**Task item**
Take the records underneath and set them down exactly.

+===+

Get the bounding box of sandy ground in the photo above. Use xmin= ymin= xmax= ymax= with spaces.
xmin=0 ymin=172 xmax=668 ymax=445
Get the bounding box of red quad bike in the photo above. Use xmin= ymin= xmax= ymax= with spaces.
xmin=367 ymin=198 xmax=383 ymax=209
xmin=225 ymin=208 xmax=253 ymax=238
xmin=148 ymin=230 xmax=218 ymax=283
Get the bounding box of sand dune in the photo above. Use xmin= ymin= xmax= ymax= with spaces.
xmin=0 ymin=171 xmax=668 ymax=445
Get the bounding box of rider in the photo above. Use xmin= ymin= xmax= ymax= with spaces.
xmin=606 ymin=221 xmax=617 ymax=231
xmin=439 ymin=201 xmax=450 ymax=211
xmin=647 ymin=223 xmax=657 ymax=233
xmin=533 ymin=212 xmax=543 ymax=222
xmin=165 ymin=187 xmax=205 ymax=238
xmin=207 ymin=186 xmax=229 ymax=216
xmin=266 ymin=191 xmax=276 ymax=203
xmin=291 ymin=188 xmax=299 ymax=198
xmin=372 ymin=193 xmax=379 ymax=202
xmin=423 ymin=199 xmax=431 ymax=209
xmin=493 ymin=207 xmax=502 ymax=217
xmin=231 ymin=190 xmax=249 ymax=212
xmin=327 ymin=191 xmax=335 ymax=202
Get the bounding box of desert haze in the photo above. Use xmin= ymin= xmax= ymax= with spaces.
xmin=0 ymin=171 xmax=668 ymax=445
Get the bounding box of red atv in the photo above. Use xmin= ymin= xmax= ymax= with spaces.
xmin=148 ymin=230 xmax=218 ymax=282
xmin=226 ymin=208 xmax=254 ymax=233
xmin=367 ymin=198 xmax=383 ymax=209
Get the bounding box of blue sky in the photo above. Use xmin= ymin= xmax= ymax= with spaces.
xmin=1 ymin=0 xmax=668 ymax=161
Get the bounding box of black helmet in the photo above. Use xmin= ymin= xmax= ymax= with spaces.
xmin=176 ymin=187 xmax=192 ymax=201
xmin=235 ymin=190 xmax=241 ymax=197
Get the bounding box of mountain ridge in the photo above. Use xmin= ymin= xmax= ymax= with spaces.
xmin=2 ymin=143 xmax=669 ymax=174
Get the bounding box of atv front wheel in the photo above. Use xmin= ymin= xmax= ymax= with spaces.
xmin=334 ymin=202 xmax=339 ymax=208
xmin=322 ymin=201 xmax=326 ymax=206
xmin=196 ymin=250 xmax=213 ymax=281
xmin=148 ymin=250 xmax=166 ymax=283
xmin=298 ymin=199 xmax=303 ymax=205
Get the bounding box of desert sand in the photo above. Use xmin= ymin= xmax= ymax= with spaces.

+===+

**Output**
Get the bounding box of sandy ground in the photo above. Use xmin= ymin= xmax= ymax= with spaces.
xmin=0 ymin=172 xmax=668 ymax=445
Get the bounding box of red quad bike in the photo above. Use xmin= ymin= xmax= ymax= with spaces.
xmin=367 ymin=198 xmax=383 ymax=209
xmin=225 ymin=208 xmax=253 ymax=238
xmin=148 ymin=230 xmax=218 ymax=283
Get the bounding box of sand dune in the photo above. Use xmin= ymin= xmax= ymax= with spaces.
xmin=0 ymin=171 xmax=668 ymax=445
Get the bounding box of rider in the photo above. Use xmin= ymin= xmax= ymax= with spaces.
xmin=606 ymin=221 xmax=617 ymax=231
xmin=439 ymin=201 xmax=450 ymax=211
xmin=647 ymin=223 xmax=657 ymax=233
xmin=533 ymin=212 xmax=543 ymax=222
xmin=165 ymin=187 xmax=205 ymax=238
xmin=207 ymin=186 xmax=229 ymax=216
xmin=266 ymin=191 xmax=276 ymax=203
xmin=291 ymin=188 xmax=299 ymax=198
xmin=372 ymin=193 xmax=379 ymax=202
xmin=423 ymin=199 xmax=431 ymax=209
xmin=493 ymin=207 xmax=502 ymax=217
xmin=231 ymin=190 xmax=249 ymax=212
xmin=327 ymin=191 xmax=335 ymax=202
Get the bounding box of desert haze in the photo above. Use xmin= ymin= xmax= ymax= with spaces.
xmin=0 ymin=171 xmax=668 ymax=445
Get the bounding box of red atv in the photo above. Use xmin= ymin= xmax= ymax= with spaces.
xmin=148 ymin=230 xmax=218 ymax=282
xmin=226 ymin=208 xmax=254 ymax=233
xmin=367 ymin=198 xmax=383 ymax=209
Get the bounding box of blue sky in the photo above. Use xmin= ymin= xmax= ymax= with spaces.
xmin=1 ymin=0 xmax=668 ymax=161
Get the bounding box of black helmet in the photo above. Use xmin= ymin= xmax= ymax= with spaces.
xmin=176 ymin=187 xmax=192 ymax=201
xmin=235 ymin=190 xmax=241 ymax=197
Get the bounding box of mountain ridge in the photo above. Use xmin= ymin= xmax= ymax= with spaces.
xmin=2 ymin=143 xmax=669 ymax=174
Get the bounding box of atv front wheel in the photo above. Use xmin= ymin= xmax= ymax= with spaces.
xmin=334 ymin=202 xmax=339 ymax=208
xmin=322 ymin=201 xmax=326 ymax=206
xmin=196 ymin=250 xmax=213 ymax=281
xmin=148 ymin=250 xmax=166 ymax=283
xmin=298 ymin=199 xmax=303 ymax=205
Get the bounding box of desert sand in the photo above. Use xmin= ymin= xmax= ymax= with spaces.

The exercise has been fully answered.